*The problem*: Please identify every line of the records below that contains the word "building", and copy each such line. Case counts.

*Material*:
+--

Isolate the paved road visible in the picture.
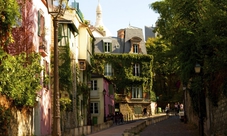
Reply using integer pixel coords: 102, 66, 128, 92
88, 116, 199, 136
89, 120, 143, 136
139, 116, 199, 136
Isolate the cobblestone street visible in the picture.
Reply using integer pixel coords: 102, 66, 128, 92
139, 116, 199, 136
89, 116, 199, 136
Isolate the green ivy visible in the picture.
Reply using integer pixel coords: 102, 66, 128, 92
0, 0, 20, 46
0, 106, 12, 136
92, 53, 153, 93
0, 49, 42, 107
59, 44, 73, 111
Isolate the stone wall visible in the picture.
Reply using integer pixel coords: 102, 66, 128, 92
0, 94, 33, 136
209, 96, 227, 136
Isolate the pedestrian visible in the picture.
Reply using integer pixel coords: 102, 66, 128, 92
119, 112, 123, 123
174, 103, 178, 115
143, 108, 147, 116
165, 103, 170, 115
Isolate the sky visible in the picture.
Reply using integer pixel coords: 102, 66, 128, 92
69, 0, 159, 36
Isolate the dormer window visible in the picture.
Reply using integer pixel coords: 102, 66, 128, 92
103, 39, 112, 53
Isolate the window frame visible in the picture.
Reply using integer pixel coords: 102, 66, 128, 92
91, 80, 98, 91
132, 43, 139, 54
90, 102, 99, 114
104, 63, 113, 76
133, 63, 140, 76
131, 86, 143, 99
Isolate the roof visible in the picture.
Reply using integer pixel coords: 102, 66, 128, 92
94, 26, 147, 54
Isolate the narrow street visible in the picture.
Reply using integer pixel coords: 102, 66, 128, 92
139, 116, 199, 136
89, 116, 199, 136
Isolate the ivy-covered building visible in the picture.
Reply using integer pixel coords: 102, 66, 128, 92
92, 26, 153, 116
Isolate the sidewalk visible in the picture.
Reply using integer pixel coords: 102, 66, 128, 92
88, 114, 165, 136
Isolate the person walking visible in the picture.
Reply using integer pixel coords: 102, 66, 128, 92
143, 108, 147, 116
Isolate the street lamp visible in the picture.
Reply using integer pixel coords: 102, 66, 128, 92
103, 89, 106, 122
183, 85, 187, 123
195, 63, 204, 136
46, 0, 68, 136
195, 63, 201, 74
87, 81, 91, 125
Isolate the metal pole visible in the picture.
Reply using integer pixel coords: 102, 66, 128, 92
103, 94, 106, 122
53, 17, 61, 136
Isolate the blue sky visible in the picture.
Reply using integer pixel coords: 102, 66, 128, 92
69, 0, 159, 36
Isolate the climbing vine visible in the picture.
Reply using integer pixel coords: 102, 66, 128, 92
0, 49, 42, 108
92, 54, 153, 92
0, 105, 11, 136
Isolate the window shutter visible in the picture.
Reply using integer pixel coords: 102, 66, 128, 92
102, 41, 105, 52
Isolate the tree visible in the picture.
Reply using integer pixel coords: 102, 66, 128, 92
0, 50, 42, 108
146, 36, 182, 104
150, 0, 227, 104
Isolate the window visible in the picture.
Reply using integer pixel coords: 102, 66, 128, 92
133, 44, 139, 53
132, 86, 142, 98
109, 84, 114, 95
104, 42, 111, 53
104, 63, 112, 76
90, 102, 99, 114
91, 80, 98, 91
133, 64, 140, 76
38, 10, 45, 37
43, 60, 49, 90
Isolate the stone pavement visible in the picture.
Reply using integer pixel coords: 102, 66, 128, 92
88, 114, 166, 136
139, 116, 199, 136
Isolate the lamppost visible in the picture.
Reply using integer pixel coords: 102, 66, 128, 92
156, 96, 159, 114
46, 0, 68, 136
103, 89, 106, 122
183, 85, 187, 123
87, 81, 91, 125
195, 63, 204, 136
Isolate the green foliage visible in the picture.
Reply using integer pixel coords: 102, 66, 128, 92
0, 47, 42, 107
60, 97, 72, 111
0, 0, 20, 46
146, 37, 182, 102
92, 53, 153, 93
0, 106, 12, 136
59, 44, 73, 111
59, 44, 72, 94
150, 0, 227, 107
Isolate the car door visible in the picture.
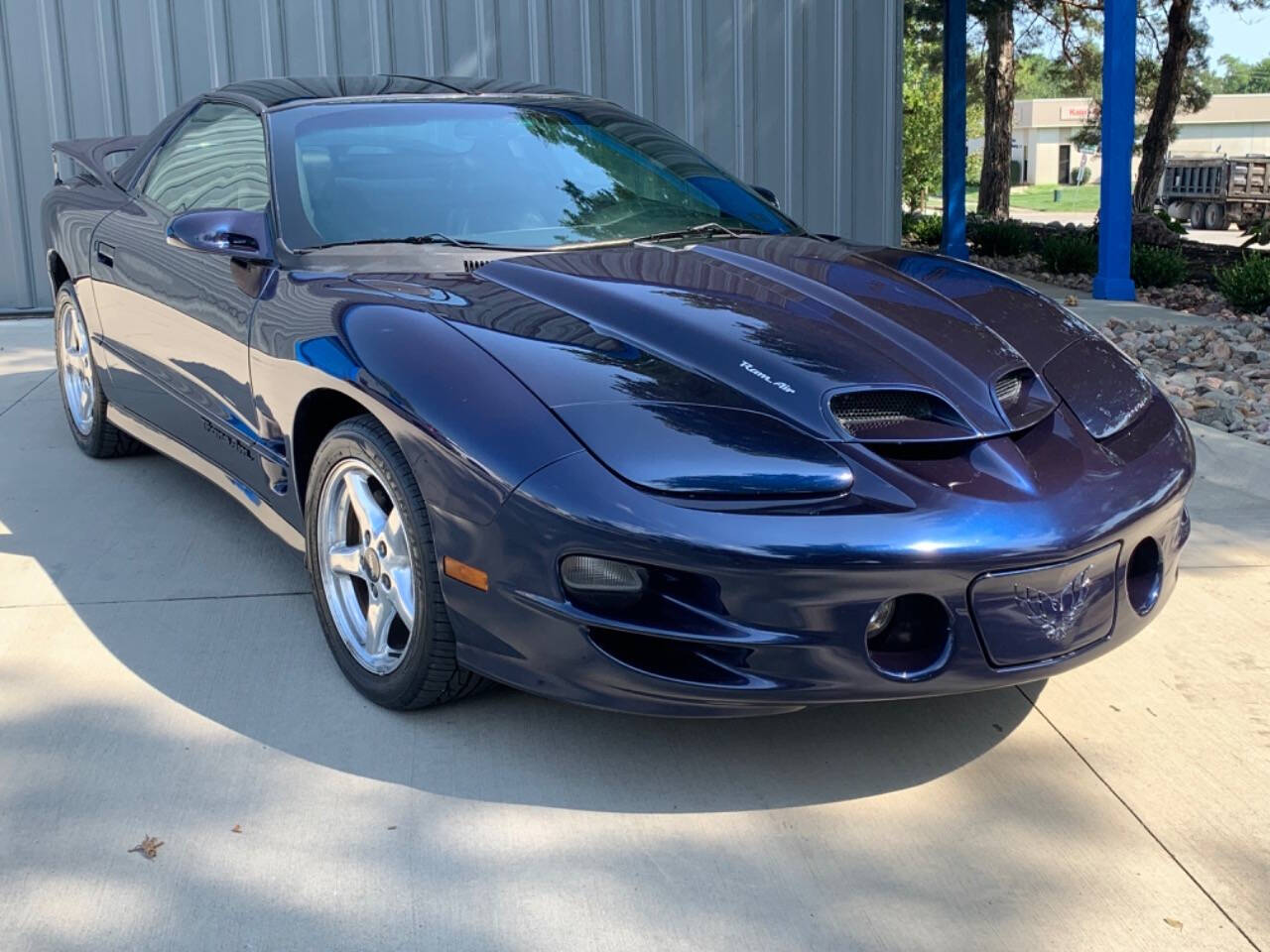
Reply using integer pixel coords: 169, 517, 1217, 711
91, 101, 278, 493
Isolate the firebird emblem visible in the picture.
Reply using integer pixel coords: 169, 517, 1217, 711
1015, 565, 1093, 645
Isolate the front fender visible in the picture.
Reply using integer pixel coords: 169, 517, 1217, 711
251, 277, 580, 526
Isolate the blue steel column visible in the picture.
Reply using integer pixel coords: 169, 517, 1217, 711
940, 0, 970, 260
1093, 0, 1138, 300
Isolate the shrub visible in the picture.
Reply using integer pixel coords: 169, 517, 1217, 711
1212, 251, 1270, 313
1156, 208, 1187, 235
904, 214, 944, 245
1129, 245, 1190, 289
966, 218, 1036, 258
1040, 231, 1098, 274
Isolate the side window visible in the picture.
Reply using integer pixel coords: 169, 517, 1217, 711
141, 103, 269, 213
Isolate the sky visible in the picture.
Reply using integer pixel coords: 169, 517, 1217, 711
1204, 4, 1270, 67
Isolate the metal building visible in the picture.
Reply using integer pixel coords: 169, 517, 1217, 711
0, 0, 903, 313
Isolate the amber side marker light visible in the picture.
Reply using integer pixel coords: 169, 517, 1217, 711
444, 556, 489, 591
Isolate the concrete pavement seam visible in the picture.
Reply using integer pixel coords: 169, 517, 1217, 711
0, 589, 313, 612
0, 369, 58, 416
1015, 685, 1261, 952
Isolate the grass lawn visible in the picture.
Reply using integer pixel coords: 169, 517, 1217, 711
965, 182, 1099, 212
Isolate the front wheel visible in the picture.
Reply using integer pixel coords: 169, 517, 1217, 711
54, 282, 141, 458
305, 416, 485, 710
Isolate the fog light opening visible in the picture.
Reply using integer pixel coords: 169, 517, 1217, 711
1124, 536, 1165, 615
865, 594, 952, 680
560, 554, 648, 609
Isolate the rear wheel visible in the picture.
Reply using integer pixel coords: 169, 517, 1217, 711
54, 282, 141, 457
305, 416, 485, 710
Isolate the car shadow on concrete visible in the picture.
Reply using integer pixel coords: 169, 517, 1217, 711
0, 391, 1031, 812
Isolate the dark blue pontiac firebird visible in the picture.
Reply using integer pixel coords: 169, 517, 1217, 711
44, 76, 1194, 715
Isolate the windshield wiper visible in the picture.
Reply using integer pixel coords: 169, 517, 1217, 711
630, 221, 767, 244
301, 231, 510, 251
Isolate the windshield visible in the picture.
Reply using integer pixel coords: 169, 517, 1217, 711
269, 101, 802, 250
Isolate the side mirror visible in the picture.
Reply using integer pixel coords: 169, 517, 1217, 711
168, 208, 273, 262
750, 185, 781, 208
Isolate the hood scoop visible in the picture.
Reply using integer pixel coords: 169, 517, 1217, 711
829, 390, 978, 443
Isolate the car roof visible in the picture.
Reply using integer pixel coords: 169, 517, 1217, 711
203, 73, 579, 112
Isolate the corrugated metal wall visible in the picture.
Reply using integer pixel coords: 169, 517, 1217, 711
0, 0, 902, 309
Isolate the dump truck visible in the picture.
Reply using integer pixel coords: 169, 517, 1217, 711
1160, 155, 1270, 231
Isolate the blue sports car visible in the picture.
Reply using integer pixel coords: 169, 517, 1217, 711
44, 76, 1194, 716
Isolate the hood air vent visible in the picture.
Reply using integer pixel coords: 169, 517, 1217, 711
829, 390, 974, 443
992, 367, 1054, 430
992, 371, 1031, 413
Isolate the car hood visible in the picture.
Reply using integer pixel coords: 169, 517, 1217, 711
358, 236, 1153, 493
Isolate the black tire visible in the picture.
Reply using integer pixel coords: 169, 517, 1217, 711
305, 414, 488, 711
1204, 202, 1226, 231
54, 282, 145, 459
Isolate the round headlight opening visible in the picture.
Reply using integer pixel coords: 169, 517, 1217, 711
865, 598, 895, 638
865, 591, 952, 680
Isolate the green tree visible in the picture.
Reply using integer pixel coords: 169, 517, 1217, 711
902, 31, 944, 212
904, 0, 1102, 218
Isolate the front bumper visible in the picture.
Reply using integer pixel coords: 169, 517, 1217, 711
431, 401, 1194, 716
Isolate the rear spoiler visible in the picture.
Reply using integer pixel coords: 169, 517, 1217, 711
52, 136, 145, 187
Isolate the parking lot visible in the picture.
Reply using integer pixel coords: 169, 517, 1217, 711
0, 320, 1270, 952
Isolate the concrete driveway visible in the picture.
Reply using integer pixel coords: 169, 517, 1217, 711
0, 320, 1270, 952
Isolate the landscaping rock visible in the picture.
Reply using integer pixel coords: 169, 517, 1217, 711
1102, 314, 1270, 444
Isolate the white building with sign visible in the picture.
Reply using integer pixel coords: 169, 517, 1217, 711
1013, 94, 1270, 185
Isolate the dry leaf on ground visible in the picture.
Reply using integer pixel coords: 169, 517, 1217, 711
128, 833, 163, 860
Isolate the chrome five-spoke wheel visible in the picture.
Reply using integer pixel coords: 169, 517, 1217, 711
58, 299, 96, 436
315, 459, 417, 674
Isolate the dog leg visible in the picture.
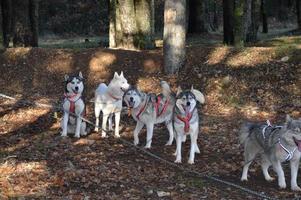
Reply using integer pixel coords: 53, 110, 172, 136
273, 161, 286, 189
144, 124, 154, 149
109, 114, 113, 131
240, 143, 258, 181
261, 155, 274, 182
115, 111, 121, 138
61, 112, 69, 137
175, 134, 182, 163
75, 117, 82, 138
188, 133, 197, 164
101, 113, 109, 138
94, 102, 101, 132
290, 159, 301, 191
134, 121, 144, 145
165, 122, 174, 145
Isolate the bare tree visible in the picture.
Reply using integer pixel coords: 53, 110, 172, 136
1, 0, 39, 47
296, 0, 301, 29
163, 0, 186, 74
109, 0, 154, 49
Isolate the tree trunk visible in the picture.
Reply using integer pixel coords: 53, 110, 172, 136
234, 0, 245, 46
296, 0, 301, 29
213, 0, 218, 31
109, 0, 154, 49
29, 0, 39, 47
163, 0, 186, 74
0, 0, 13, 47
260, 0, 268, 33
223, 0, 234, 45
245, 0, 260, 43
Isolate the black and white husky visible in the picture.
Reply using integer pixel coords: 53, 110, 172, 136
124, 81, 175, 148
239, 115, 301, 191
61, 72, 87, 138
173, 87, 205, 164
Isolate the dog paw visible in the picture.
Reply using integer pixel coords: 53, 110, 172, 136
279, 183, 286, 189
240, 177, 248, 182
291, 185, 301, 192
265, 177, 275, 182
188, 160, 194, 165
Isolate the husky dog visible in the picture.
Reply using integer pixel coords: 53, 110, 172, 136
239, 115, 301, 191
124, 81, 175, 148
173, 86, 205, 164
95, 72, 130, 137
61, 72, 87, 138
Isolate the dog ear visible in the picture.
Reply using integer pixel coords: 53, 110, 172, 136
177, 86, 182, 96
78, 71, 84, 79
65, 74, 69, 81
114, 72, 119, 78
119, 71, 124, 78
191, 86, 205, 104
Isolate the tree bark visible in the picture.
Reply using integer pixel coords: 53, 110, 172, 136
163, 0, 186, 74
234, 0, 245, 46
223, 0, 234, 45
245, 0, 260, 43
109, 0, 154, 49
296, 0, 301, 29
260, 0, 268, 33
1, 0, 13, 48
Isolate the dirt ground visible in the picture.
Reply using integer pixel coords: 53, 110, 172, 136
0, 43, 301, 200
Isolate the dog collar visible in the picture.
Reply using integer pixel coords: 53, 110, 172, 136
177, 112, 192, 133
108, 92, 121, 101
136, 99, 148, 120
154, 96, 169, 117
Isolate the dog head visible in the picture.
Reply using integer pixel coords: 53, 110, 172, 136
123, 87, 142, 108
65, 72, 84, 94
109, 72, 130, 94
284, 115, 301, 152
176, 86, 205, 114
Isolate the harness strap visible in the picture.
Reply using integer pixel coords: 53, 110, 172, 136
278, 138, 297, 161
108, 92, 121, 101
177, 113, 192, 133
154, 96, 169, 117
136, 99, 147, 119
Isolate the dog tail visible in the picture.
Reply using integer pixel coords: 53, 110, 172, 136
160, 81, 172, 96
239, 122, 253, 144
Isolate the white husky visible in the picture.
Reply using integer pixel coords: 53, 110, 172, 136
95, 72, 130, 137
61, 72, 87, 138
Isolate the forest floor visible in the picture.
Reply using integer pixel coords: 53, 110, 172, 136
0, 33, 301, 200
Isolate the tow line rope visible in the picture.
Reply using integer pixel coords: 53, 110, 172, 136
0, 93, 277, 199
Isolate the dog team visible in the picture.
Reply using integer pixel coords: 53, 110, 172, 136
61, 72, 301, 191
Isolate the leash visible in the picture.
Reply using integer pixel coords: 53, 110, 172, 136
0, 93, 277, 200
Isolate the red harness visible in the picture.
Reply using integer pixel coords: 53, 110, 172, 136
177, 113, 192, 133
108, 92, 121, 101
64, 93, 86, 116
154, 96, 169, 117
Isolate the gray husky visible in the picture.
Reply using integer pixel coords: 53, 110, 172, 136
240, 115, 301, 191
173, 87, 205, 164
124, 81, 175, 148
61, 72, 87, 138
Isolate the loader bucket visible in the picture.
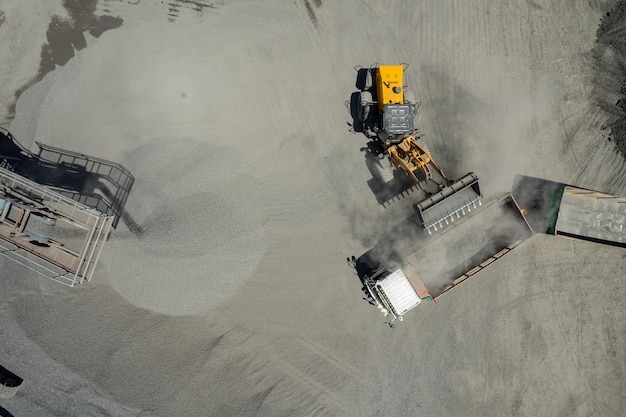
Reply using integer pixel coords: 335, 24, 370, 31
416, 172, 482, 234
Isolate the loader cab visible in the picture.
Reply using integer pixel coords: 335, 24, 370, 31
376, 65, 416, 137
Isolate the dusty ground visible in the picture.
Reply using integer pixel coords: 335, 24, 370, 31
0, 0, 626, 416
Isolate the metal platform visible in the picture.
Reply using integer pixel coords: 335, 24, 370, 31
0, 168, 114, 286
0, 129, 135, 228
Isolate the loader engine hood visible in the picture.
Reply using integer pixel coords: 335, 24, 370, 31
383, 104, 414, 136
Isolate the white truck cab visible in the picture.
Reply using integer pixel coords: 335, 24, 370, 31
364, 262, 422, 321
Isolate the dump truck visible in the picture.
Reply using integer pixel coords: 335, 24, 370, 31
353, 175, 626, 323
357, 64, 482, 233
354, 193, 533, 323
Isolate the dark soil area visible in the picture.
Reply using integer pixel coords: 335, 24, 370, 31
594, 0, 626, 159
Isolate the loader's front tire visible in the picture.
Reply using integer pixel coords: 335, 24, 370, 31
359, 91, 372, 122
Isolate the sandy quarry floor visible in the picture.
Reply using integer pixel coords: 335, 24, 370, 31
0, 0, 626, 416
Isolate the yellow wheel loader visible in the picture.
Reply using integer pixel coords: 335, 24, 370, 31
358, 64, 482, 233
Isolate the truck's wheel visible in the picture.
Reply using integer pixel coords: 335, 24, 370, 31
359, 91, 372, 122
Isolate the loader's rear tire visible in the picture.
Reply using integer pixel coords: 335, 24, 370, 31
404, 88, 419, 116
359, 91, 372, 122
372, 158, 395, 185
364, 68, 374, 90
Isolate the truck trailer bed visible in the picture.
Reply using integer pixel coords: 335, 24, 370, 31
401, 194, 532, 299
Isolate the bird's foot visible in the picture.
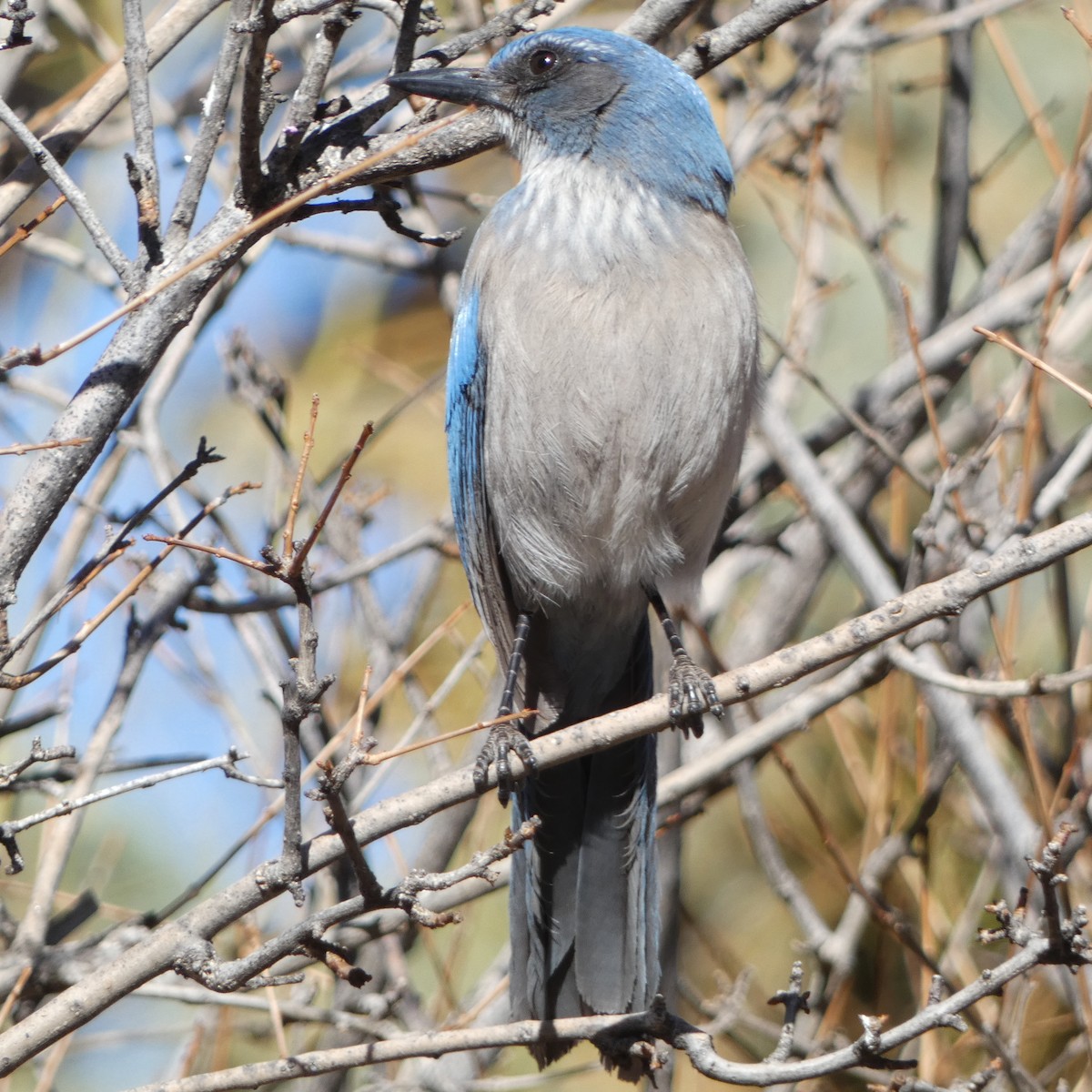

+--

*The result*:
Isolate the ivy-covered building visible in the picture.
Isolate the metal building visible in the picture.
Isolate the white building with sign visible in the picture.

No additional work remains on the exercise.